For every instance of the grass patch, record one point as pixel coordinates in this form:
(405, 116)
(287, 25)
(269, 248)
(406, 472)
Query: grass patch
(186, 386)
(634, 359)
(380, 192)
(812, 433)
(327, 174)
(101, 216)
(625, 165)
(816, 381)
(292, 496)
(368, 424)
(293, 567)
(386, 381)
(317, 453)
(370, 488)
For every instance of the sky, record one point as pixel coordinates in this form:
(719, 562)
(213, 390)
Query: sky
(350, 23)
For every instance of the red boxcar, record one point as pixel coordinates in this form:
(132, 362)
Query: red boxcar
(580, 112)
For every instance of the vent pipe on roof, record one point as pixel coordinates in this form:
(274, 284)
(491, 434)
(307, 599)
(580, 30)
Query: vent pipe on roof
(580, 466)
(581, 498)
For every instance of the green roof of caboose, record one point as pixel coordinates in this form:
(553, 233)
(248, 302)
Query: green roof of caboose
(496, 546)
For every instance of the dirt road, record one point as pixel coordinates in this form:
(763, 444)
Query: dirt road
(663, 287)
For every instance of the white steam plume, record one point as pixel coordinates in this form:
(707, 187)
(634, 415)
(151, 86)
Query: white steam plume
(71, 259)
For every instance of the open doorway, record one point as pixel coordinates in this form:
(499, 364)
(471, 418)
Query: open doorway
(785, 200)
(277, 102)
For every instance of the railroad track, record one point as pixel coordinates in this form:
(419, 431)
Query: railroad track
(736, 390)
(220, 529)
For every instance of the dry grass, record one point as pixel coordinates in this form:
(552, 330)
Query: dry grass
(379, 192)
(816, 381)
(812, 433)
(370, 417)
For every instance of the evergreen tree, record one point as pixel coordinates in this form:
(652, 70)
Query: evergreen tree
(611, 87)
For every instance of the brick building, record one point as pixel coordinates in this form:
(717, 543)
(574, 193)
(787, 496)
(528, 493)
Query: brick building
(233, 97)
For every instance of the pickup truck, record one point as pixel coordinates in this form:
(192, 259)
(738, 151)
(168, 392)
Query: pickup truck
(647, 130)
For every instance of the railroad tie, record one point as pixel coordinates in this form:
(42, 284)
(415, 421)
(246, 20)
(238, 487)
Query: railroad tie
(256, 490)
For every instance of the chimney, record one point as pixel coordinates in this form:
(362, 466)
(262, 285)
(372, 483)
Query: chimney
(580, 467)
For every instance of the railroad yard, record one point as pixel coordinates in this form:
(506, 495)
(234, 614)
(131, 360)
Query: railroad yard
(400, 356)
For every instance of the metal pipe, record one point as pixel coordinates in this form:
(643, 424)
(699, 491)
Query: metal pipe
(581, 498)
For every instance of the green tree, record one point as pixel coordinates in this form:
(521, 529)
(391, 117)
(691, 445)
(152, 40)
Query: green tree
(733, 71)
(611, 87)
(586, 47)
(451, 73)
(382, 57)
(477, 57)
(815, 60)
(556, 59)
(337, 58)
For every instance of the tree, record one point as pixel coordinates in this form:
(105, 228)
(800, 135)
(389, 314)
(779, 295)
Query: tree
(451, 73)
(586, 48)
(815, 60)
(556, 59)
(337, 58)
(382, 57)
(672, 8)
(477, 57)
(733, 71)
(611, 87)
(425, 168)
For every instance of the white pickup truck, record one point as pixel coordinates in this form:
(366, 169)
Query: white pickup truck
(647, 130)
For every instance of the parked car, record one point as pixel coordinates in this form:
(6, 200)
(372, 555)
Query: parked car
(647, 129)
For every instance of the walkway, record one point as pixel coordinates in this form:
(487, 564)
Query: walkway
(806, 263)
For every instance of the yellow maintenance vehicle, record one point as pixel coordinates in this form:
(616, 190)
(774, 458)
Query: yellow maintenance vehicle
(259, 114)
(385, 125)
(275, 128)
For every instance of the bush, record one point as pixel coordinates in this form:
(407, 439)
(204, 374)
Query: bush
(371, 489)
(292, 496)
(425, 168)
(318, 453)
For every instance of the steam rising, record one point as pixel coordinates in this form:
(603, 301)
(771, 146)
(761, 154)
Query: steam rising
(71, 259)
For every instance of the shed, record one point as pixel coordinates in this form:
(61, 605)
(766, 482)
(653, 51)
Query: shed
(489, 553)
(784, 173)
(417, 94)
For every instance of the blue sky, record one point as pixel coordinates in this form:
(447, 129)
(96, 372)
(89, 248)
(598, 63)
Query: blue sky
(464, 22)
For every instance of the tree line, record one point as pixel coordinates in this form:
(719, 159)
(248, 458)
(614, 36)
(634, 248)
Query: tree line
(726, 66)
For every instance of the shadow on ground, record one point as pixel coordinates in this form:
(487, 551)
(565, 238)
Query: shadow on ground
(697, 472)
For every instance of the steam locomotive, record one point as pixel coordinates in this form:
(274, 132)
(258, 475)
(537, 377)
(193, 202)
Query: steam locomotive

◇ ◇ ◇ ◇ ◇ ◇ ◇

- WHAT IS REQUIRED:
Give the listing above again, word for word.

- TASK SOLUTION:
For every instance of the grass patch, record one point as pixel coordinates in this form:
(405, 116)
(287, 25)
(269, 248)
(406, 472)
Query: grass patch
(186, 386)
(634, 359)
(380, 192)
(812, 433)
(327, 174)
(101, 216)
(625, 165)
(816, 381)
(292, 496)
(368, 424)
(293, 567)
(386, 381)
(317, 453)
(370, 488)
For every instance of the sky, record one point as pixel coordinates in this form:
(719, 562)
(213, 390)
Query: sky
(350, 23)
For every instance of the red boxcar, record one point as pixel coordinates in this form:
(132, 362)
Query: red boxcar
(580, 112)
For every instance of the vent pipe on roof, record one point as pixel coordinates in this form:
(274, 284)
(491, 434)
(307, 599)
(580, 30)
Query: vent pipe on roof
(580, 466)
(581, 498)
For every instance of the green roof of caboose, record one point as pixel coordinates in this form:
(553, 233)
(248, 302)
Query: green roof of caboose
(496, 546)
For every instance of the dirt road, record one point as pixel coordinates in this form:
(763, 444)
Query: dirt road
(663, 287)
For every instance of the white steam plume, record one point as pixel coordinates in this form:
(707, 187)
(634, 415)
(151, 86)
Query: white steam plume
(71, 259)
For every instance of the open doorway, record one point as pixel coordinates in this form:
(499, 364)
(471, 418)
Query: open doorway
(785, 200)
(277, 102)
For every instance of the railroad track, record one point as pixel coordinates in this form:
(419, 431)
Query: railroad track
(736, 390)
(220, 529)
For every instance of the dry grass, record one point as pixel coordinates in this form:
(552, 330)
Query: dry grass
(379, 192)
(816, 381)
(812, 433)
(370, 417)
For every instance of the evergreen tree, record one point as pixel coordinates in this form:
(652, 70)
Query: evergreen tree
(611, 87)
For every instance of the brick building, record one point as pixel coordinates in this form:
(717, 543)
(574, 193)
(787, 496)
(528, 493)
Query: brick building
(233, 97)
For every instance of the pickup truck, record one point as pixel coordinates in this form:
(192, 259)
(738, 151)
(168, 392)
Query: pickup truck
(647, 130)
For every instance of the railroad tie, record one point as pixel coordinates in this form:
(42, 284)
(415, 421)
(246, 20)
(238, 487)
Query: railroad tie
(256, 490)
For every instance of the chimney, record one point as pixel coordinates in this form:
(362, 466)
(262, 285)
(372, 483)
Query: chimney
(580, 467)
For every instance of the railroad yard, record one point as pixel coordinates in this form:
(506, 495)
(234, 614)
(131, 360)
Query: railroad yard
(400, 356)
For every instance of the metal pipe, record one point as pixel coordinates in this form:
(643, 424)
(699, 491)
Query: metal pipe
(581, 498)
For every instance of the green tree, record one point as pixel coordinates in this form:
(521, 529)
(391, 117)
(691, 445)
(152, 40)
Query: green tree
(733, 71)
(611, 87)
(586, 47)
(451, 73)
(382, 57)
(477, 57)
(815, 60)
(556, 59)
(337, 58)
For every instance of the tree, record one point as pixel coordinates in this form:
(105, 228)
(800, 135)
(389, 314)
(779, 295)
Query: tree
(451, 73)
(586, 48)
(815, 60)
(556, 59)
(337, 58)
(382, 57)
(672, 8)
(477, 57)
(733, 71)
(611, 87)
(425, 168)
For every instance of the white pickup truck, record one point as pixel coordinates in this form:
(366, 169)
Query: white pickup truck
(647, 130)
For every instance of the parked car, record one point as pixel coordinates in this form:
(6, 200)
(372, 555)
Query: parked car
(647, 129)
For every instance of the walkway, record one point as pixel coordinates in this form:
(487, 564)
Query: walkway
(806, 263)
For every instance of the yellow maintenance vehicle, record one point as pixel coordinates in this form:
(616, 190)
(774, 458)
Query: yellow maintenance vehicle
(259, 114)
(385, 125)
(275, 128)
For every instance of the bush, record one point as pixel coordinates in this form:
(407, 439)
(204, 374)
Query: bush
(371, 489)
(292, 496)
(425, 168)
(318, 453)
For every instance of the steam rising, record one point as pixel coordinates in this form:
(603, 301)
(771, 146)
(761, 154)
Query: steam rising
(71, 259)
For every instance of the shed, record one point as pixel coordinates in this form:
(61, 605)
(766, 482)
(653, 51)
Query: shed
(489, 553)
(784, 173)
(417, 94)
For every instance of the blue sky, record one point as pixel coordinates in this form:
(447, 129)
(96, 372)
(89, 248)
(598, 63)
Query: blue sky
(464, 22)
For every instance of the tree line, record one point as pixel coordinates in this form:
(719, 159)
(248, 458)
(614, 36)
(634, 248)
Query: tree line
(726, 66)
For every instance of the shadow on ground, record one point as pixel coordinates in this form:
(487, 551)
(565, 238)
Query: shadow on ground
(697, 472)
For every instance of the steam locomotive, record one point as pixel coordinates in this form:
(274, 132)
(258, 475)
(537, 377)
(193, 202)
Query: steam locomotive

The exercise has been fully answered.